───── Material for this exercise
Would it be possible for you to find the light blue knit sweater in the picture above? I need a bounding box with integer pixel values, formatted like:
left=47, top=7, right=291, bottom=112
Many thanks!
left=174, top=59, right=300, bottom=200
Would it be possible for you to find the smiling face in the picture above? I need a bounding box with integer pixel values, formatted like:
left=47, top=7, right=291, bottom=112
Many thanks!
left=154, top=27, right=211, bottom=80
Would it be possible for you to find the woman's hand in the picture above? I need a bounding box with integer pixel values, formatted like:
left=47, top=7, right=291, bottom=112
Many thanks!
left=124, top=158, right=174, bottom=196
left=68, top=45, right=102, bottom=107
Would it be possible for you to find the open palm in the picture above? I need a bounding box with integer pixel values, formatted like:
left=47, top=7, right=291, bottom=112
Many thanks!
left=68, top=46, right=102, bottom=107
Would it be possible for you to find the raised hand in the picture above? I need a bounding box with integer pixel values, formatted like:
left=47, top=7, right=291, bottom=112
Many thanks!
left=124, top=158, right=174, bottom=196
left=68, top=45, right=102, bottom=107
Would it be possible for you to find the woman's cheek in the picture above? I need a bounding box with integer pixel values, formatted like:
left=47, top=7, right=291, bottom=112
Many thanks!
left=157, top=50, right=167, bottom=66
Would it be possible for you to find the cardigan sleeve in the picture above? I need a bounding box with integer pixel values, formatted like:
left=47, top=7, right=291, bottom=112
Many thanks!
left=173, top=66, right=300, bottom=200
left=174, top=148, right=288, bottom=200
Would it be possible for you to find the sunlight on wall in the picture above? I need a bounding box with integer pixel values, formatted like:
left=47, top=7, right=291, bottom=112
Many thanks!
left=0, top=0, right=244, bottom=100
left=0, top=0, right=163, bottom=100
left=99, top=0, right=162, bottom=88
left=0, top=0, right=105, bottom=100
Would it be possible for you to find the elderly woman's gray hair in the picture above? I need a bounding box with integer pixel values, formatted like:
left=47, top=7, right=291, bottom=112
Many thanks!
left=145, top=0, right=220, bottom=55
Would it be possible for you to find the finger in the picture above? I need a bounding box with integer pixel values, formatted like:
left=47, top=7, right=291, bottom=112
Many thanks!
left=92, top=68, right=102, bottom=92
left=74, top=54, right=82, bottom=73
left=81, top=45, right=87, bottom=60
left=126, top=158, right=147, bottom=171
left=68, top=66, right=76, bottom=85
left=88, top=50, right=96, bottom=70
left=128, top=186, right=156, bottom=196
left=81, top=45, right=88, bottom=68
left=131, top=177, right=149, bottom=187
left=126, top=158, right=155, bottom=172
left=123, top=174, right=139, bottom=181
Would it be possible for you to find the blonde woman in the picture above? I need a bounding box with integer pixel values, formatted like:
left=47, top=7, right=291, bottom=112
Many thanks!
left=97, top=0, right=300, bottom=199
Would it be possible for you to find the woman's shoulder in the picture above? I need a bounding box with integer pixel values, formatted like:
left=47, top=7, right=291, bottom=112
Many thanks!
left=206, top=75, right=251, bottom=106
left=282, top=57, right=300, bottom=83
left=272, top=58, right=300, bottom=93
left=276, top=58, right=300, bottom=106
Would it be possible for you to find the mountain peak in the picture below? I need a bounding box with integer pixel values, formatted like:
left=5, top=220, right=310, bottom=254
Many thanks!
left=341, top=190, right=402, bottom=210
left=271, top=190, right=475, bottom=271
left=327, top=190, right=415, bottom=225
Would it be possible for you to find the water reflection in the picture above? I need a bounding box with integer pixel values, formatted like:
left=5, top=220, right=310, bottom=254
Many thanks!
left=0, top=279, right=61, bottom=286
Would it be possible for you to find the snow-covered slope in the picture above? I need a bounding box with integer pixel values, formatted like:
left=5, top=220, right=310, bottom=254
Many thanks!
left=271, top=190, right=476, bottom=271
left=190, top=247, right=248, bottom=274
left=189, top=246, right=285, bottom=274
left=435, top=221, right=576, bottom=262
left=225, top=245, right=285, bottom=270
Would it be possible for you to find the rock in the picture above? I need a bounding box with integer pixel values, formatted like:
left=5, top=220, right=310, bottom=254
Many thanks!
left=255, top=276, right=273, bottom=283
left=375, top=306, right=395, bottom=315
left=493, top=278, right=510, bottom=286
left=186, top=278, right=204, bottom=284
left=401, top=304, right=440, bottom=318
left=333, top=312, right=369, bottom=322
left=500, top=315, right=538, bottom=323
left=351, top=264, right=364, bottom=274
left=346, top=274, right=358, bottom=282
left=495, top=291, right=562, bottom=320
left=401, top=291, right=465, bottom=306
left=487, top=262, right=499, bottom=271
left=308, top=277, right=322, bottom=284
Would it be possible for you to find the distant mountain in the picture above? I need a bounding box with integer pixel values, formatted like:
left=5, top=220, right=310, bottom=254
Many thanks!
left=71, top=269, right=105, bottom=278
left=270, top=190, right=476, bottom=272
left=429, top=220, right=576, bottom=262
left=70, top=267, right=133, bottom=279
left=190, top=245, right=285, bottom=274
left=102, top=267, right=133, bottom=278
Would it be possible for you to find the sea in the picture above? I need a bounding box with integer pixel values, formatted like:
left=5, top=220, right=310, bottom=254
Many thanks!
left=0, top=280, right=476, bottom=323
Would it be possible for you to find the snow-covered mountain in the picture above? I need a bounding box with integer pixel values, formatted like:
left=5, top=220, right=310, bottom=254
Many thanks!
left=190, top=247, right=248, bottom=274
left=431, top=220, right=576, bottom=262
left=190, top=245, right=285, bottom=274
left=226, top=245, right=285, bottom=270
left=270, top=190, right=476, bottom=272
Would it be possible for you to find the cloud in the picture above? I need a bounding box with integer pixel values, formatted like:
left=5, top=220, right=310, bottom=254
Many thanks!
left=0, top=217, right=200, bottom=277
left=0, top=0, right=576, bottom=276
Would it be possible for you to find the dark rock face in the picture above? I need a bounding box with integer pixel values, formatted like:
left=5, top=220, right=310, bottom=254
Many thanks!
──────────
Looking at the data above, how many lines hold the word "snow"? Respond with the number alone.

2